**Short task:** Print the line that contains "# Mark the region of the cobblestone" and every line after it through the last line of the records below, exactly as written and nothing else.

**Data to process:**
□ □ □

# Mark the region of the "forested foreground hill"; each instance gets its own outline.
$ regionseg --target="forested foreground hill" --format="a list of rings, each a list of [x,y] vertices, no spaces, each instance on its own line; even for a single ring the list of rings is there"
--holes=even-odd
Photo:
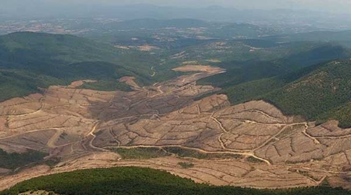
[[[337,119],[340,127],[351,127],[351,60],[322,63],[224,91],[234,103],[263,99],[288,115],[311,120]]]
[[[0,193],[0,195],[17,195],[37,190],[63,195],[346,195],[351,193],[327,186],[287,190],[213,186],[195,183],[164,171],[119,167],[79,170],[37,177],[20,183]]]
[[[146,52],[67,35],[30,32],[0,36],[0,101],[74,80],[115,81],[134,76],[150,82],[159,59]]]

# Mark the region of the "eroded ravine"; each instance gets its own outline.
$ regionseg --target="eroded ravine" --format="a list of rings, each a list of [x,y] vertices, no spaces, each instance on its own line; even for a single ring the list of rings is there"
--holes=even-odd
[[[195,69],[203,72],[152,86],[134,86],[131,92],[52,86],[43,94],[1,103],[0,106],[11,109],[0,113],[0,147],[10,152],[48,151],[50,157],[63,159],[45,172],[24,170],[18,176],[23,179],[77,169],[133,165],[164,169],[215,185],[274,188],[319,185],[327,176],[344,174],[343,168],[351,165],[351,146],[337,148],[338,140],[351,139],[351,131],[346,130],[348,135],[315,135],[318,126],[285,116],[263,101],[231,106],[224,95],[194,101],[216,90],[197,85],[196,80],[224,71],[198,66],[180,70]],[[160,159],[121,160],[110,152],[166,147],[244,157],[166,157],[160,163]],[[184,160],[195,163],[191,170],[196,174],[178,167],[177,162]],[[330,161],[339,164],[331,165]],[[221,162],[226,164],[221,166]],[[237,175],[243,167],[248,171]],[[20,180],[16,176],[4,176],[0,184],[8,186]]]

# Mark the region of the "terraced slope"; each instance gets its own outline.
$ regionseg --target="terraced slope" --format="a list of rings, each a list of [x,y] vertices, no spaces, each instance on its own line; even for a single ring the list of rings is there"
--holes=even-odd
[[[31,190],[32,190],[31,191]],[[1,195],[348,195],[350,192],[323,186],[286,190],[215,187],[163,171],[136,167],[76,171],[36,178],[0,193]],[[20,194],[23,193],[23,194]]]
[[[0,36],[0,89],[6,92],[0,94],[0,101],[38,92],[38,87],[82,79],[112,82],[128,76],[148,83],[150,68],[159,61],[145,52],[71,35],[19,32]]]
[[[175,70],[195,68],[202,72],[148,87],[125,78],[134,85],[132,92],[72,84],[1,103],[1,148],[18,153],[29,148],[60,160],[3,176],[1,189],[48,174],[125,166],[164,170],[215,185],[280,188],[328,180],[350,187],[350,130],[340,130],[333,121],[316,126],[287,116],[263,101],[232,106],[224,95],[195,101],[217,90],[196,81],[224,71],[209,66]],[[154,153],[137,159],[117,154],[140,148]],[[184,169],[180,163],[194,165]]]

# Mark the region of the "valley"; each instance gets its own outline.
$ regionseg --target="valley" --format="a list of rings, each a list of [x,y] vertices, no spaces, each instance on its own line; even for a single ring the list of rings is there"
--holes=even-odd
[[[81,81],[0,103],[2,150],[39,151],[48,154],[44,161],[59,159],[3,175],[0,190],[40,176],[129,166],[216,185],[275,189],[328,182],[351,187],[345,179],[351,167],[351,129],[334,121],[316,125],[286,116],[263,100],[232,105],[220,94],[195,100],[219,90],[198,85],[198,80],[226,70],[190,64],[174,70],[197,72],[151,86],[124,79],[131,92],[79,89]],[[148,148],[165,153],[141,159],[118,154],[118,149],[136,149],[147,154]],[[182,156],[179,151],[214,157]],[[184,169],[181,162],[194,166]]]

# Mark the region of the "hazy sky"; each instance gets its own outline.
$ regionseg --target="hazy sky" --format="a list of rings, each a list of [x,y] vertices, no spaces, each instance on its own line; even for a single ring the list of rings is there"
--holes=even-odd
[[[0,2],[2,0],[0,0]],[[351,0],[46,0],[83,3],[97,3],[126,4],[150,3],[180,7],[218,5],[245,9],[308,9],[333,12],[351,12]]]

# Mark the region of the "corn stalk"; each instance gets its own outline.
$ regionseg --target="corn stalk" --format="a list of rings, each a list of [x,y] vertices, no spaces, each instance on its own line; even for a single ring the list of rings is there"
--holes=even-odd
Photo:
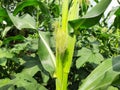
[[[69,0],[62,1],[62,25],[56,30],[56,90],[67,90],[68,73],[72,63],[76,35],[70,35],[68,21],[77,19],[79,0],[72,0],[68,10]],[[60,26],[61,25],[61,26]]]

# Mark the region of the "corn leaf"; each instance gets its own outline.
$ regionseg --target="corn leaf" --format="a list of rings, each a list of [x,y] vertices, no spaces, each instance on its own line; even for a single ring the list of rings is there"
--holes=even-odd
[[[107,90],[120,75],[120,56],[105,60],[83,81],[79,90]]]
[[[112,0],[101,0],[95,7],[86,13],[83,17],[69,21],[69,24],[75,29],[89,28],[99,22],[102,14]]]

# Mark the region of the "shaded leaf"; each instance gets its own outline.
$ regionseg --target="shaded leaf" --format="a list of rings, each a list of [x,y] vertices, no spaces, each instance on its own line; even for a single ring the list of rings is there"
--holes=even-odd
[[[107,90],[120,75],[118,68],[120,68],[120,56],[105,60],[83,81],[79,90]]]
[[[25,0],[25,1],[23,1],[23,2],[21,2],[21,3],[19,3],[17,5],[17,7],[15,8],[13,14],[17,15],[18,12],[22,11],[23,8],[28,7],[28,6],[34,6],[36,8],[37,8],[37,6],[39,6],[43,13],[47,14],[49,12],[47,6],[44,3],[42,3],[41,1]]]
[[[23,28],[32,28],[32,29],[36,29],[36,23],[35,20],[32,16],[30,16],[29,14],[25,14],[21,17],[18,16],[13,16],[10,12],[8,12],[8,15],[11,19],[11,21],[13,22],[13,24],[19,29],[23,29]]]

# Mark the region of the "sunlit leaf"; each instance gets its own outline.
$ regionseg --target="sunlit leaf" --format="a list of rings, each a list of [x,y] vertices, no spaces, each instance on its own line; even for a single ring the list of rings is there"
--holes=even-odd
[[[80,68],[86,62],[92,62],[94,64],[100,64],[104,59],[99,52],[91,51],[87,48],[82,48],[78,51],[79,58],[76,61],[76,67]]]
[[[39,48],[38,55],[41,60],[41,63],[46,71],[48,71],[51,75],[53,75],[56,67],[55,56],[49,46],[48,40],[49,35],[47,33],[39,31]]]
[[[112,0],[101,0],[95,7],[86,13],[83,17],[69,21],[69,24],[77,30],[78,28],[88,28],[99,22],[102,14]]]

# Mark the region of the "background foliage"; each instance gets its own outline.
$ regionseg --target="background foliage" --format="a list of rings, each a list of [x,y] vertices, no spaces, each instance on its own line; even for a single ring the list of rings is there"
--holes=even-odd
[[[80,16],[92,8],[86,1],[80,2]],[[0,90],[55,90],[55,78],[52,77],[55,66],[50,63],[54,62],[54,56],[49,54],[55,54],[53,23],[61,17],[60,6],[59,0],[0,1]],[[108,26],[112,15],[116,17]],[[68,90],[89,90],[90,86],[83,83],[94,75],[96,83],[91,82],[91,87],[94,86],[91,90],[120,89],[119,19],[120,7],[115,7],[107,17],[102,16],[102,22],[78,28]],[[51,50],[46,52],[44,48],[48,46]]]

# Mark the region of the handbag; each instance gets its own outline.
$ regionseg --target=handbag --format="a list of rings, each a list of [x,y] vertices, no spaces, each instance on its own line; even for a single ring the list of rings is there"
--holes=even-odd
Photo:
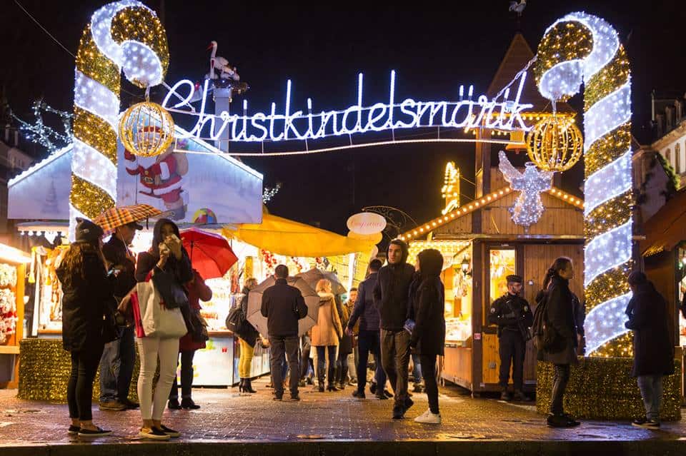
[[[144,337],[178,339],[186,335],[188,330],[181,309],[163,305],[160,293],[151,281],[137,283],[136,293],[134,304],[138,305]]]
[[[241,306],[235,306],[231,310],[231,312],[229,313],[229,315],[227,317],[227,321],[225,322],[227,329],[233,333],[238,333],[243,325],[245,315],[243,314],[243,310],[241,310]]]

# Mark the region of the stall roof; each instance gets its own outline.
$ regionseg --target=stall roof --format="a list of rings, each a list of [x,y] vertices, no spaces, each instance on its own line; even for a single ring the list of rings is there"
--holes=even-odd
[[[478,211],[483,208],[487,207],[490,204],[497,201],[498,200],[504,198],[505,196],[510,194],[512,192],[512,189],[509,187],[503,187],[495,191],[492,191],[487,195],[484,195],[480,198],[477,198],[472,203],[464,204],[464,206],[457,208],[452,212],[449,212],[444,216],[441,216],[433,220],[430,220],[428,222],[419,224],[417,228],[403,233],[400,235],[399,238],[402,240],[410,241],[414,239],[419,239],[428,235],[429,233],[435,230],[439,226],[445,225],[456,218],[459,218],[463,216],[471,213],[474,211]],[[552,196],[558,198],[562,201],[565,201],[567,204],[572,206],[575,208],[580,209],[584,208],[584,201],[580,198],[567,193],[567,192],[562,191],[557,187],[552,187],[550,190],[547,191]]]
[[[641,254],[650,256],[671,250],[686,240],[686,190],[679,191],[643,224],[645,239],[640,241]]]
[[[364,238],[343,236],[269,213],[262,214],[261,224],[227,227],[222,233],[227,238],[234,238],[273,253],[304,257],[366,253],[382,237],[381,233]]]

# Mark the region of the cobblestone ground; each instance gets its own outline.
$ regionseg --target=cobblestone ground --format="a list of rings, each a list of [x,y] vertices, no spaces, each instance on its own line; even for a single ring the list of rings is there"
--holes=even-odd
[[[390,419],[392,400],[381,401],[351,396],[353,388],[320,393],[308,386],[299,402],[272,400],[266,382],[254,382],[257,394],[239,394],[237,388],[197,389],[199,410],[165,410],[163,422],[183,432],[181,441],[297,442],[324,440],[404,441],[488,440],[686,440],[686,422],[665,423],[660,431],[636,429],[628,422],[587,421],[571,430],[545,425],[533,405],[506,403],[496,399],[472,399],[458,388],[442,388],[443,424],[420,425],[413,418],[427,408],[426,395],[414,395],[414,406],[402,420]],[[17,399],[16,390],[0,390],[0,446],[68,445],[65,404]],[[287,397],[287,393],[284,397]],[[112,436],[99,443],[137,440],[140,415],[136,410],[103,412],[94,404],[95,422],[112,429]],[[176,440],[179,441],[179,440]],[[172,441],[174,442],[174,441]],[[169,444],[169,445],[173,445]],[[686,454],[686,442],[685,452]]]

□ □ □

**Written answer:**
# Mark the region of the cobblestone ground; each instance gets its own outline.
$ regionseg --target=cobblestone ground --format="a list of rings, each a list of [x,y] vertices, no spaces, each instance on its own line; even for a single ring the list of rings is there"
--holes=even-odd
[[[390,419],[392,400],[381,401],[351,396],[353,388],[320,393],[308,386],[299,402],[272,400],[266,382],[254,382],[257,394],[239,394],[237,388],[197,389],[199,410],[165,410],[163,422],[183,432],[181,441],[297,442],[324,440],[404,441],[488,440],[686,440],[686,422],[665,423],[660,431],[636,429],[628,422],[587,421],[571,430],[545,425],[533,405],[506,403],[496,399],[472,399],[458,388],[442,388],[443,424],[420,425],[413,418],[427,408],[426,395],[414,395],[414,406],[402,420]],[[17,399],[16,390],[0,390],[0,446],[68,445],[65,404]],[[287,397],[287,393],[284,397]],[[112,436],[99,443],[137,440],[140,415],[136,410],[103,412],[94,404],[95,422],[112,429]],[[176,440],[179,441],[179,440]],[[172,441],[174,442],[174,441]],[[169,444],[169,445],[173,445]],[[686,454],[686,442],[685,452]]]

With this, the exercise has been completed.